Text to read:

This is one of those situations where you have to know the answers before you ask the questions. Most LPR companies would tell you that they read license plates in the high 90% range. Fair Enough. However that’s of license plates that can be read.

What about plates behind a bike rack, or trailer hitch, or covered with mud or snow or ice? What about cars with no plates, or dealer plates in the rear window? What about plates from a foreign country with strange characters or fonts?

I remember a few years ago talking to an LPR company rep in the UK. I asked him what the percentage read rate was. He asked me where was he doing the reading. I said in the UK. He said better than 99%, a requirement by the government to provide LPR technology to the police and enforcement agencies. I then said, “In the US.” When he stopped laughing, he said, “Maybe in the mid 80%, on a good day.”

Seems that in the UK, all license are the same – that is white on black, and the same font. In the US, every state is different, plus in most states, there are different designs, pictures, and PR slogans. I understand there are more than 50 different designs in California alone. The computer must be trained to differentiate between all these and do it accurately.

Technology has moved on since my conversation in the UK. However even if the camera/computer combination is capable of reading and decoding 100% of plates it can see, what about those listed in paragraph above?

If I am scanning cars on the freeway, or those parked on a city street and miss a few, one could say “so what.” I’m still probably getting more accuracy that if I was relying on a PEO entering data on their hand held. But what if I’m relying on LPR to allow vehicles to enter and exit a garage? If I miss 10% and don’t have any other way to get them in or out, I have a real problem in the lanes.

Granted the read rate may be higher in garages because the cars are stopped, the cameras aligned perfectly, and lighting is ‘just right.’ But still, some will be missed.

The point is that when you ask about read rates, be sure you ask the right questions. The answers may all be true, but not all are helpful.

JVH

Picture of John Van Horn

John Van Horn

3 Responses

  1. Just to be pedantic, UK number plates haven’t been white/silver on black since Adam was a child. Front plates are black characters on a retro reflective white background, rear are black characters on a yellow retro reflective background. This design is pretty similar across many European countries now; pity we left Europe.
    Both front and rear are mandatory on everything except motor cycles which omits the front plate However, the point you make is very valid no one guarantees 100% scans even here and people that I trust tend to get nervous when you start to talk above about 97%. The thing is if you get 97% going in and 97% going out, your matching could be as low as 94%, so not yet perfect.

    I remember may years ago talking to a wise man who identified a rather different problem; false reads. I understand that all number plate reading is done using probability. This collection of pixels represents an A, B, C. etc. with a certain probability if that is above the program threshold then it is the assessed character. Only it is of course quite possible to read a mud splat as a licence plate to the required level of “accuracy”. In a car park system this would be an inconvenience, when the camera is being used for law enforcement, the context of our conversation, with the threat of legal sanction, its much more serious. How do you guys out tere deal with this today?

  2. Hi Peter –
    Glad to have the record correct — The issue is that they are all the same. That makes reading much easier as the algorithm can be taught to work in all cases.
    As for the issue of “misreads” I yield to those more expert than I.

Your objective: Put this sentence from the text on license plate reading into Spanish: "The point is that when you ask about read rates, be sure you ask the right questions."

Dataset extract:
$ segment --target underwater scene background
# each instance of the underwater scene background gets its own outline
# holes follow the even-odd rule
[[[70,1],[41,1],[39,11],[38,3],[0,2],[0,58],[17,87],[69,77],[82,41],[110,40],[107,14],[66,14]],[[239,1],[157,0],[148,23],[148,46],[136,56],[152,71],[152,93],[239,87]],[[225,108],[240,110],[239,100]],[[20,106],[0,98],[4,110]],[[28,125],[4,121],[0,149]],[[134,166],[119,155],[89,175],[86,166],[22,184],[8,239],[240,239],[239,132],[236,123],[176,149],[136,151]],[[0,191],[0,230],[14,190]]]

Response to this exercise: La cuestión es que, cuando preguntes por las tasas de lectura, asegúrate de hacer las preguntas correctas.